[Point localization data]
=== Section Start ===

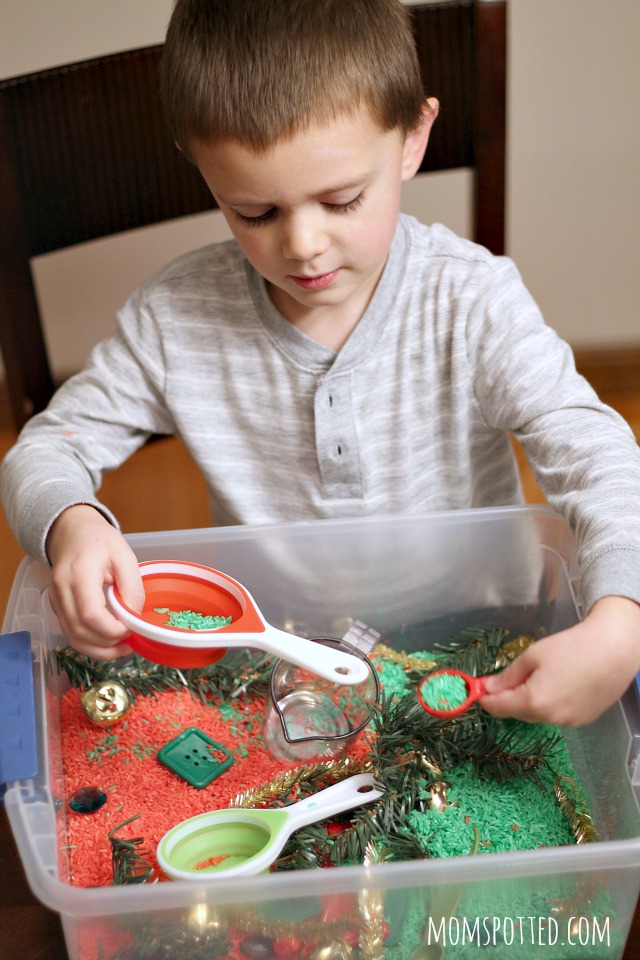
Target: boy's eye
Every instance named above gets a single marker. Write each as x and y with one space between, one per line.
347 207
255 221
271 213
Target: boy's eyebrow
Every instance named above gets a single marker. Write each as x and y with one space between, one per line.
338 188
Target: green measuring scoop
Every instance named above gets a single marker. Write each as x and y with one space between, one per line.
238 842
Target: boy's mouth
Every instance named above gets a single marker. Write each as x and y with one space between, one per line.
318 282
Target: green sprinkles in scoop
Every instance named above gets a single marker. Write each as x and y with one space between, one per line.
188 620
445 691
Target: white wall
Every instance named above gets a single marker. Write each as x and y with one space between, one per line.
573 203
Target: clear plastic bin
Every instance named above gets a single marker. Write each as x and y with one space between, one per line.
417 580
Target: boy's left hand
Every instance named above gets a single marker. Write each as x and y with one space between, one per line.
571 677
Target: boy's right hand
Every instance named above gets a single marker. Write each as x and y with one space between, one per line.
86 553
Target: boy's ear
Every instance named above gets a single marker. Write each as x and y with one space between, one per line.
417 139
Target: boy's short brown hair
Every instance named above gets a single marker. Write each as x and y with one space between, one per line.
258 71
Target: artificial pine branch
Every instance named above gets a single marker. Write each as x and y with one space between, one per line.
572 806
474 650
129 859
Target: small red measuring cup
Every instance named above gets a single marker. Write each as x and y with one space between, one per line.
475 689
180 585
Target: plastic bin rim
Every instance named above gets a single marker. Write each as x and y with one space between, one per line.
457 516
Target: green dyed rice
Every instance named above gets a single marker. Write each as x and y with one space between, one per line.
445 691
188 620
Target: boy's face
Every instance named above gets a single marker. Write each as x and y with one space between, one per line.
316 214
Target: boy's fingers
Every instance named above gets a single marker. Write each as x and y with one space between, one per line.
129 583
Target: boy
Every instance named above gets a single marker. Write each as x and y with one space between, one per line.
337 359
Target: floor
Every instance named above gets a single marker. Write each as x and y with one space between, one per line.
160 488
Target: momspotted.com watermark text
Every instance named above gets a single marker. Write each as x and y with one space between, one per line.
578 931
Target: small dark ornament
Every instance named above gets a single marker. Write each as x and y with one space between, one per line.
257 947
88 800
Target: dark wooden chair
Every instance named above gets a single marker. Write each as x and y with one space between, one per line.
84 153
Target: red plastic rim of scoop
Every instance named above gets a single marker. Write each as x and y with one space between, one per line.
183 585
475 689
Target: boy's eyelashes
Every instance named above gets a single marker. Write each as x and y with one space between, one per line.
272 212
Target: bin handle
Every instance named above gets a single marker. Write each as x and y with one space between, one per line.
18 752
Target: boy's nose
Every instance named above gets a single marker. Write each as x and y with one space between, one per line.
303 237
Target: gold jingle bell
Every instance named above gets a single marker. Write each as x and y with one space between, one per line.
105 703
337 949
438 791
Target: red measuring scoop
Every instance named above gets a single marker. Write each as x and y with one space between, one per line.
475 689
178 585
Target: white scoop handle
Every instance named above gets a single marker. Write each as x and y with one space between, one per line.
337 798
334 665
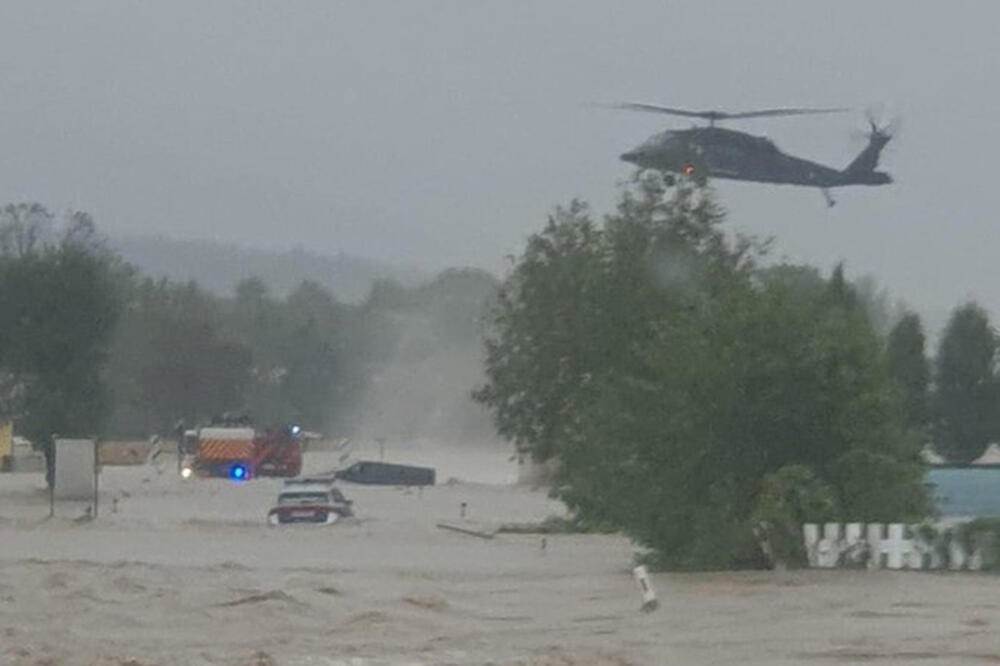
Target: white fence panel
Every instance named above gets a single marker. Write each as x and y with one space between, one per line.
893 546
74 473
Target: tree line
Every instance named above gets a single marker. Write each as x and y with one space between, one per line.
91 346
704 403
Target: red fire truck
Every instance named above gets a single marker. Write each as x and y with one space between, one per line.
241 453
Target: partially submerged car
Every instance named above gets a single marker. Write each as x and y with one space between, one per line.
310 501
387 474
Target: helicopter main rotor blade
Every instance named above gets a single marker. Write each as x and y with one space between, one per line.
723 115
766 113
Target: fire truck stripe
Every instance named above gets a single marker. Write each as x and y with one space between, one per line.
221 449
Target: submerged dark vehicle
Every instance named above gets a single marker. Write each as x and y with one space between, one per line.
387 474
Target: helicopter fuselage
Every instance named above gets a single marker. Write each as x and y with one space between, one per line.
717 152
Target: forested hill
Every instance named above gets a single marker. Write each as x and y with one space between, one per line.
218 266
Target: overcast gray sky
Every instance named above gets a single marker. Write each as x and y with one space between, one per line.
440 133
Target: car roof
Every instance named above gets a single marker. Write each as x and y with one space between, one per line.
306 488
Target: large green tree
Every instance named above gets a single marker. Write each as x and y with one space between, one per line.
669 377
59 304
966 396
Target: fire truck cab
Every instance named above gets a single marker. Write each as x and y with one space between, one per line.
242 453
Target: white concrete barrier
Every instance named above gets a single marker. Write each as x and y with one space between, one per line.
893 546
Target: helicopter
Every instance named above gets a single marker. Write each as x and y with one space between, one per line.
717 152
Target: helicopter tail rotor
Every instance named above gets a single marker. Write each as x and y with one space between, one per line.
863 168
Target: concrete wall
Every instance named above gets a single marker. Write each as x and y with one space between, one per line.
74 477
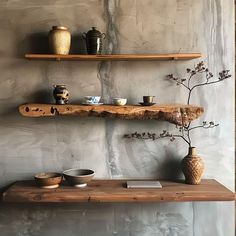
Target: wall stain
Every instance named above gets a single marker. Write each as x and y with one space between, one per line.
107 81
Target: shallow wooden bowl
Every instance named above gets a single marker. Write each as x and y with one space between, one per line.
48 180
78 177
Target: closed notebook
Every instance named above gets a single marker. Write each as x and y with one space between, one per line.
143 184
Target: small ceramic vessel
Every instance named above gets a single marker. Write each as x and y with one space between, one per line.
119 101
78 177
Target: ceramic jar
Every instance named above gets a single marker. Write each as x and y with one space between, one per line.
94 42
61 94
192 167
59 40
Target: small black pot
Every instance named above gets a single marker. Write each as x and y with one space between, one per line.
94 42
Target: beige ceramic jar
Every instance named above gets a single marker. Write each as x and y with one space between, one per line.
59 40
192 167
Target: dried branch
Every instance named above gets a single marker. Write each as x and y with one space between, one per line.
198 69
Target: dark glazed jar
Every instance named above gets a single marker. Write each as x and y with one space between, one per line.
61 94
94 42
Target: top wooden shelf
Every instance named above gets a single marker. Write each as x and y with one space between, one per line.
116 57
116 191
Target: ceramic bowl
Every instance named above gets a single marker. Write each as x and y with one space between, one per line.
92 99
119 101
78 177
48 180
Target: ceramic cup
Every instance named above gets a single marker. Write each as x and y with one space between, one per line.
92 99
119 101
148 99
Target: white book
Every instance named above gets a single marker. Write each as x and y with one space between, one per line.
143 184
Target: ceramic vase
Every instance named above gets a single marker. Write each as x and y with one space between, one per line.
61 94
192 167
94 41
59 40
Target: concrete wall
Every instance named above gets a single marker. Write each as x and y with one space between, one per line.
30 145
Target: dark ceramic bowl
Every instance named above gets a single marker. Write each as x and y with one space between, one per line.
48 180
78 177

=== Section End ===

■ Your assignment
Please copy the entries in full. Leave each image out.

■ Your response
Target: boy's eye
Every instance named above gets a single marker. Write each as x and y with one space between, one per line.
347 207
255 221
271 213
Target: boy's eyebrow
Every instance named above gets a single marker. Write each as x and y with one space between, one per line.
338 188
Target: green measuring scoop
Every instance named above gets a single marker. Write each as x and y with one space between, one per line.
238 842
Target: boy's mouth
Every instance named above gets a single marker. Write each as x and y with one space between, one per line.
318 282
Target: green sprinkles in scoop
Every instance named above gets a single marker. Write each as x and y with one space between, one per line.
188 620
445 691
Target: white wall
Every instance named above gets a single marker. Write each as x and y with one space between, one per line.
573 203
Target: clear plastic bin
Every instance named above gets a single marker. Write each as x and y with one space between, one per line.
417 580
Target: boy's left hand
Every instance named above gets a single marker. Write each as x and y with one space between, one per line.
571 677
Target: boy's right hand
Every instance named above gets a single marker. Write each as x and y with one space between, one per line.
86 553
Target: boy's ear
Every instance named above gets a single marker. Write each as x and y with one space between, one per line.
417 139
Target: boy's short brown hair
Every instance named above gets a single marker. Write each as x and y with one space between, one per line.
258 71
Target: artificial pine branch
Every instance named above gets a single marker. Write each as x and y with one space between, one per line.
572 806
474 650
129 859
Target: small red measuring cup
Every instance named above gets a single marker. Write each as x and y with one space between, one per line.
475 689
180 585
Target: plastic bin rim
Every instance named above gets a single marker. Write each as x and y with one space between, one per line.
457 516
Target: green dyed rice
Every instance named above gets a single marker. Write each as x and y with one space between, one per line.
445 691
188 620
Target: boy's face
Every instance named above gets a single marker. Write each as x and y with one space between, one per line.
316 214
Target: boy's fingers
Every instance named above gets a single marker. Write each as x and y with one space between, one per line.
129 583
Target: boy
Every instance named above gets a single marker. Write each as x and y with one space between, one per line.
337 359
Target: floor
Every instance named above gets a single marker. Write each as x and y with one space between, one per line.
160 488
Target: momspotted.com watermark text
Every instance named above gets a single marker. Write each as x and y with one space between, one per line.
578 931
Target: small dark ornament
Every instance named above gets a single marker. Write each as x and y with one space between, one per line.
257 947
88 800
Target: dark wooden chair
Every instance named above gets a single marker. Write each as x and y with one space between, one per line.
84 153
Target: red plastic rim of scoop
Every instance named above gets a single marker. Write each as x and y with one space between, one per line.
183 585
475 689
Target: boy's eyelashes
Every instance named above gets a single marker. Write each as x and y with one space between, one per line.
272 212
Target: bin handle
Every instance named above gets a single marker. Write each as x and y with one space between, one per line.
18 752
Target: boy's nose
Every instance named above gets a single marker. Write each as x and y with one space between, one per line.
303 237
Target: gold jingle bell
Every instance named above gets a single marker. Write each as x and y with one space between, one per line.
105 703
337 949
438 791
Target: red measuring scoop
Every instance named above gets a single marker. Write each as x and y with one space between, one per line.
475 689
178 585
Target: white scoop handle
Every instance named above gets a single marker. Write each as x and y with one space between, one per line.
337 798
334 665
Target: white fence panel
Every instance named above gets a single marker. Write each as x and y with one space between, one per line.
893 546
74 473
Target: tree line
Every instance named above gets a single marker. Write each as x and y with one space between, one per line.
91 346
704 403
Target: red fire truck
Every instance named above gets a single marker. Write each as x and y with one space between, one per line.
241 453
Target: partially submerged car
Every instance named above gets a single marker. Write each as x and y with one space between, one per line.
310 501
387 474
Target: helicopter main rotor blade
Every instance named above gets a single marker. Write each as x and y with one space between, one per line.
723 115
766 113
Target: fire truck stripe
Every instance named above gets a single marker. Write each as x and y with one space between, one per line.
221 449
Target: submerged dark vehicle
Every instance named above gets a single marker. Write each as x and y with one space between, one per line.
387 474
Target: helicopter fuselage
Every instance named above gets a single marker. Write each as x and y with one space between, one per line.
717 152
Target: forested hill
Every instance named above gets a single marker. Write each as x and y with one space between, one per line.
218 266
Target: overcast gray sky
Every instance named above gets a single marker. Write each as x and y with one space between, one per line.
440 133
Target: car roof
Every instance named above gets a single marker. Write each as x and y with one space between, one per line.
306 488
Target: large green tree
Every instance named above gets a single marker. Write each as x and y with one space between, one per line.
669 377
59 304
966 396
Target: fire truck cab
Every instance named above gets a single marker. Write each as x and y with one space between, one per line.
242 453
Target: white concrete barrier
Every instance named above gets a single marker. Write each as x and y with one space between, one per line.
893 546
Target: helicopter
Every instance named above gets a single marker. Write each as x and y with one space between, one per line.
717 152
Target: helicopter tail rotor
Every instance named above gets a single marker. Write each as x and y with one space between, one per line.
863 168
Target: concrete wall
Every instance named above gets a single marker. Write each as x and y with one space between, one per line.
74 477
Target: wall stain
Every instance named above gets a single marker. Write each as x and y with one space between, one per line.
107 81
Target: shallow wooden bowl
Every instance named above gets a single marker. Write each as x and y with one space between, one per line.
48 180
78 177
Target: closed notebook
Every instance named above gets a single marker. Write each as x and y with one space between, one per line.
143 184
Target: small ceramic vessel
Every instance named above gets a single marker. Write each as x and y with one space between, one per line.
119 101
78 177
Target: ceramic jar
Every instance named above gets a single marker. Write each as x and y with one space between, one per line.
94 42
61 94
192 167
59 40
Target: small black pot
Every instance named above gets a single marker. Write each as x and y with one space between, one per line.
94 42
Target: beige ceramic jar
Every instance named above gets a single marker. Write each as x and y with one space between, one per line.
59 40
192 167
Target: dried branch
Every instance named above gets a single marker. Write each as x and y with one space between, one per line.
198 69
Target: dark glazed jar
Every instance named above gets a single marker. Write each as x and y with one space between, one per line.
61 94
94 42
Target: top wooden shelf
Every instance named above gets a single marker. Write each as x and y with one space between, one per line.
116 57
116 191
Target: ceramic bowl
Every instance named above gets a single marker. Write each as x and y with one space between, one per line.
92 99
119 101
78 177
48 180
Target: ceramic cup
Every instance named above gets a single marker. Write each as x and y with one space between, one per line.
92 99
119 101
148 99
Target: white book
Every instance named above gets a single marker. Write each as x and y with one space between, one per line.
143 184
Target: ceramic vase
Every instance named above gets a single marker. Write each as x and y with one space between, one per line.
61 94
192 167
94 41
59 40
Target: concrete wall
Every instance named above gets a single marker. Write each as x and y with one space between, one per line.
30 145
Target: dark ceramic bowl
Every instance named above gets a single marker. Write each as x and y with one space between, one per line.
48 180
78 177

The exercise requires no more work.